Do this:
Render the lines from the start through the line containing "[[80, 339], [26, 369]]" as a numbered list, skipping blank lines and leaving out the pictures.

Begin Excerpted records

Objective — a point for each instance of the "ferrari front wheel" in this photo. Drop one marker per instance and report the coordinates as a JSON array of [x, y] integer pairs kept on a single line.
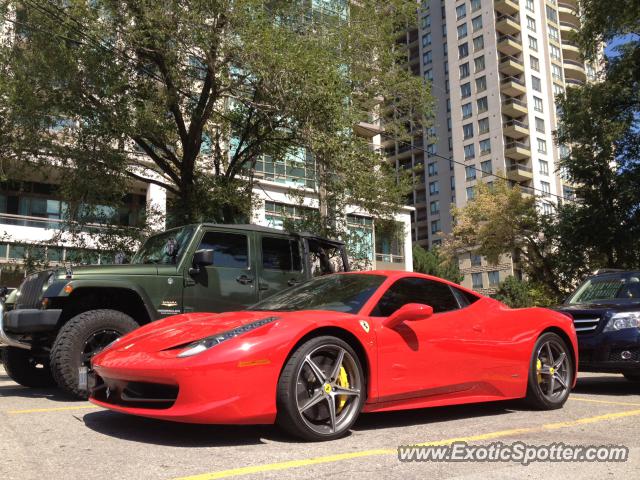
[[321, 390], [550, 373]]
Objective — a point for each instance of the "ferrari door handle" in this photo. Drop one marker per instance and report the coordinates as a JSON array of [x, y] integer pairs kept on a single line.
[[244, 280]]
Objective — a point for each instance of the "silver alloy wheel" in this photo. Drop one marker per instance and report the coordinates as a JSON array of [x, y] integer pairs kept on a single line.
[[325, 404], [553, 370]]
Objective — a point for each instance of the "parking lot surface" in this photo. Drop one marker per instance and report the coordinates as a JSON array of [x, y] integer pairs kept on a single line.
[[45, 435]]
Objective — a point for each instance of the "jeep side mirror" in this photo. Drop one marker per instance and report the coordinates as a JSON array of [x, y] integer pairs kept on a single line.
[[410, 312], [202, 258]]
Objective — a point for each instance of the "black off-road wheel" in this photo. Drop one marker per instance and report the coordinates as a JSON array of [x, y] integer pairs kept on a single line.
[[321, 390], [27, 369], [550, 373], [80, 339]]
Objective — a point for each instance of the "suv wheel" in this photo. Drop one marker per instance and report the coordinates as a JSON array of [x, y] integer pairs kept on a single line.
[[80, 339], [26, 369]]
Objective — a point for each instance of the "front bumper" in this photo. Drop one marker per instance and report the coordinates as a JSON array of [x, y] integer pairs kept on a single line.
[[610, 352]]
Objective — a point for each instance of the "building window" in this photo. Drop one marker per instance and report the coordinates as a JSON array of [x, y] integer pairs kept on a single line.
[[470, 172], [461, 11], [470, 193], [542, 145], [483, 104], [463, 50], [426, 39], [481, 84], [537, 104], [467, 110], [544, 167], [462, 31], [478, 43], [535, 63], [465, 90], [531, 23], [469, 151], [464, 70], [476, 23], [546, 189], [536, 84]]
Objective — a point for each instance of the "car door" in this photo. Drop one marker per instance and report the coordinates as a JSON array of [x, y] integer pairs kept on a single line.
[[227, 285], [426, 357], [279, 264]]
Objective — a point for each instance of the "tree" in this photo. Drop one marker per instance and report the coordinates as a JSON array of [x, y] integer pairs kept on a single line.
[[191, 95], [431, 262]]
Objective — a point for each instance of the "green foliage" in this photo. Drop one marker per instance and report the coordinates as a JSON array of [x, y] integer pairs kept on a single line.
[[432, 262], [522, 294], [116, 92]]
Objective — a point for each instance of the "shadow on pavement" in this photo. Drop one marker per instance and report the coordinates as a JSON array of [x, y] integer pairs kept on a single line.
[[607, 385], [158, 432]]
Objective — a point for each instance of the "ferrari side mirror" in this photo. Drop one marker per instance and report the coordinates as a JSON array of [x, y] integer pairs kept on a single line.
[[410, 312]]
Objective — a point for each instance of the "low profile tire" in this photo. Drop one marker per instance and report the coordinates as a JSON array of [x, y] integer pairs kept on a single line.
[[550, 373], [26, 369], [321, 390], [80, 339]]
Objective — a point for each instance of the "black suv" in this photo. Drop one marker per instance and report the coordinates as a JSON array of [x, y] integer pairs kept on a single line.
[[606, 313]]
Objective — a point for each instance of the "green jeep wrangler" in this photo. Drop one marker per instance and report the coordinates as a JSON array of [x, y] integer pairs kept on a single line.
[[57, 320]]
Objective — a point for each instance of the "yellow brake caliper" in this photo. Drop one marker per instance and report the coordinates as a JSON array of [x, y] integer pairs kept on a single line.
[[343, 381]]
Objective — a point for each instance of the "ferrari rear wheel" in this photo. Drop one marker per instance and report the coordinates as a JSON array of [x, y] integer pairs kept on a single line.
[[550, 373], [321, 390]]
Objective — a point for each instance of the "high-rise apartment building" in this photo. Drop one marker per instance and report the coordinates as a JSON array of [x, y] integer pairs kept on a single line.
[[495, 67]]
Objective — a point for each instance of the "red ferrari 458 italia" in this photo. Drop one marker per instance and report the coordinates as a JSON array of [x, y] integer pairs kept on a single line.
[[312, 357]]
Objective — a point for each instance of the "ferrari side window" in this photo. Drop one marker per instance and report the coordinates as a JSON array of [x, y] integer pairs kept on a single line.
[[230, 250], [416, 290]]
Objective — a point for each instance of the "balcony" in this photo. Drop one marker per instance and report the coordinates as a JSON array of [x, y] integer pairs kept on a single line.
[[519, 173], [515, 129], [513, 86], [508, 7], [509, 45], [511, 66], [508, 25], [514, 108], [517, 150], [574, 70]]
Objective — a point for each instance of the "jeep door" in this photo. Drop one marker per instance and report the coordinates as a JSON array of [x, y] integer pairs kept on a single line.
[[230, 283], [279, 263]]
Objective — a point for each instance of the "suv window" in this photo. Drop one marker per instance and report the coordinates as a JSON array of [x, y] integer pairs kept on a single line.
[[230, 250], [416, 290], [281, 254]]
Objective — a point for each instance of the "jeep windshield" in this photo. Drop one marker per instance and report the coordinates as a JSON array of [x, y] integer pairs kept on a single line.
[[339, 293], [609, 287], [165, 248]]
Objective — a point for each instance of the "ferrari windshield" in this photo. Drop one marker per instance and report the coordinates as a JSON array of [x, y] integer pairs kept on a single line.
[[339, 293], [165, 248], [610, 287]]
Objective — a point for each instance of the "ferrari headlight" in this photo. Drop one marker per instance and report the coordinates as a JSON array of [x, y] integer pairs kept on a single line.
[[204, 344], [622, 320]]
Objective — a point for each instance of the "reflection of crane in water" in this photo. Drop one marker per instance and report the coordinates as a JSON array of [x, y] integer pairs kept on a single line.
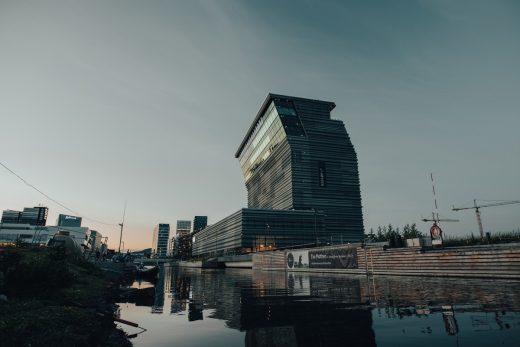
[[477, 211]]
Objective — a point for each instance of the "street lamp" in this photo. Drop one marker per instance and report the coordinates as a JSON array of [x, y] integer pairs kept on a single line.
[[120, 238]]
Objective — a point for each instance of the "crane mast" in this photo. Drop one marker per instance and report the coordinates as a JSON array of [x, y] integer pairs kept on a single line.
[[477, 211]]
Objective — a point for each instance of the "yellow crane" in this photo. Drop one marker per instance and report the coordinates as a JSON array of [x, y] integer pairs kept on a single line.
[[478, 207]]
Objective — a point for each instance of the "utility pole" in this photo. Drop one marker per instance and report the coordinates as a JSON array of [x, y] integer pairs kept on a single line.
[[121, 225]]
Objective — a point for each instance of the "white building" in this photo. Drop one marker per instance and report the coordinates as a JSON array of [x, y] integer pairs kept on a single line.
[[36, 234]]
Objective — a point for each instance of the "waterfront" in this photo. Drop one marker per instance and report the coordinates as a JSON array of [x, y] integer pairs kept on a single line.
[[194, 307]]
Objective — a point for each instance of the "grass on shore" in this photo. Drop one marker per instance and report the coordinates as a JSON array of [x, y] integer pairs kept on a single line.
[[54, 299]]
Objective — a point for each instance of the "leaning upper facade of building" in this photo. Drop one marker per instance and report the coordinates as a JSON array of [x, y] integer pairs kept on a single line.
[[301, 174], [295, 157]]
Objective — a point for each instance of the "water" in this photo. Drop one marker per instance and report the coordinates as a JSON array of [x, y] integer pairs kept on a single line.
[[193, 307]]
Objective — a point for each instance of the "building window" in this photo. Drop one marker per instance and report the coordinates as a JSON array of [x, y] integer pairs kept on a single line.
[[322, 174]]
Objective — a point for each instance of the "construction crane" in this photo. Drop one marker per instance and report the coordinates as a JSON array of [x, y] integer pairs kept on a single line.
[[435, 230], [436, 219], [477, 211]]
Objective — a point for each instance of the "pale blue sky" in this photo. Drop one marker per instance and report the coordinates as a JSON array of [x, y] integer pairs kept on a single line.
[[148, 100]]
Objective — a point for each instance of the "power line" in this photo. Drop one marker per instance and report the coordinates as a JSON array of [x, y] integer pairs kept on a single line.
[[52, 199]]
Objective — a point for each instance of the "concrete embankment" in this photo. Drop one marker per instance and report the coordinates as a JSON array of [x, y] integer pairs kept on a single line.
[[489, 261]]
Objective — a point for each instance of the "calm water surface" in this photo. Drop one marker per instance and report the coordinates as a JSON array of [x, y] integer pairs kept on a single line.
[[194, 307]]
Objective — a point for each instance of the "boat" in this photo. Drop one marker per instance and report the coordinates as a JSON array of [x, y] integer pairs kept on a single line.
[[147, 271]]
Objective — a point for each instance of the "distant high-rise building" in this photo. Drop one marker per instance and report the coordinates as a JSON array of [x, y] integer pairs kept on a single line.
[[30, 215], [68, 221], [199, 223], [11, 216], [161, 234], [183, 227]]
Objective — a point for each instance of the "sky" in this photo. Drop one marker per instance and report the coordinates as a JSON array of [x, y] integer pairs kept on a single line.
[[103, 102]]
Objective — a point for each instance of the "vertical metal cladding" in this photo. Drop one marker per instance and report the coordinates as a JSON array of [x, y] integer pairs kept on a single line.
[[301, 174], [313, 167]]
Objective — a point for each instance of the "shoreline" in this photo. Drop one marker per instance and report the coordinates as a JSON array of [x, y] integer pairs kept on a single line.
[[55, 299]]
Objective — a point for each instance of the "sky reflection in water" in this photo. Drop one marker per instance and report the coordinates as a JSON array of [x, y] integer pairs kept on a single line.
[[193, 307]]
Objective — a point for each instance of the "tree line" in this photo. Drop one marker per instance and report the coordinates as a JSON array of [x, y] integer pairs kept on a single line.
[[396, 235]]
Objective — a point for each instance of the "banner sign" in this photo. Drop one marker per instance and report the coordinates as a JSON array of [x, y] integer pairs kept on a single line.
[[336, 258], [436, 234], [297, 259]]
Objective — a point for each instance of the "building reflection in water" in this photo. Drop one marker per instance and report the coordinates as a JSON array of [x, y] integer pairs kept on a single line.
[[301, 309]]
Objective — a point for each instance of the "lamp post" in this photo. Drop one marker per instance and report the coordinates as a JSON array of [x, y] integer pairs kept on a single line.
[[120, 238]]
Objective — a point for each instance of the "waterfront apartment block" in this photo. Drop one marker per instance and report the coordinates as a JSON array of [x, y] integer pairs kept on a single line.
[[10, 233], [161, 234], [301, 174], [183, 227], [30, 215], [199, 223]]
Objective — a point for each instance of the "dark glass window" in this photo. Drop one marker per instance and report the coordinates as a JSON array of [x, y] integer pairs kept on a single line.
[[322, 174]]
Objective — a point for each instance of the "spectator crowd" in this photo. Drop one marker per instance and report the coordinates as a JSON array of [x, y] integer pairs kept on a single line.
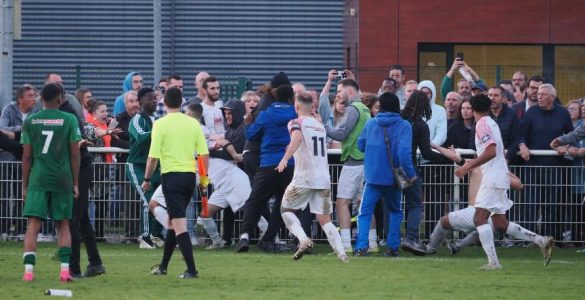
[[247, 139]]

End Excerpted records

Completed task:
1. Objective — a point for each instance of the "ferrari front wheel" in this photo. Drop one marker per instance and report the coordinates as a JSON array of [x, y] integer pairs kept on a single line.
2. [[321, 390], [550, 373]]
3. Objective — a point for each instance of the "ferrari door handle" in this photo. Drop one marker per instance and report the coordinates as a JSON array of [x, y] integer pairs kept on a single line.
4. [[244, 280]]
5. Objective — a point for each instance of the "silver alloy wheel" in this photo. Drop one marker per instance and report the coordinates as a JSON array of [x, y] integer pairs kept on a single line.
6. [[325, 404], [553, 370]]
7. Objective — a point for each instance of the "parking lot surface" in this photo. Drop one marker per instance and report the coordinates as a JSON array of [x, y] integer pairs kept on a single line.
8. [[45, 435]]
9. Objective — a point for each instance of the "jeep side mirror" in this photo. Drop one marker per instance and report the coordinates as a JSON array of [x, y] integer pairs kept on a single line.
10. [[410, 312], [202, 258]]
11. Objective — a point for each instance of the "black off-road wheel" in this photo. Drop one marker per instance and report the coordinates as a JSON array of [x, y] integer pairs kept on a single line.
12. [[321, 390], [27, 369], [550, 373], [80, 339]]
13. Objective — a point for each instance of the "suv wheel" in this photo. Drop one marker per instance and report the coordinates as a JSON array of [x, y] integer pairs kept on a single line.
14. [[80, 339], [26, 369]]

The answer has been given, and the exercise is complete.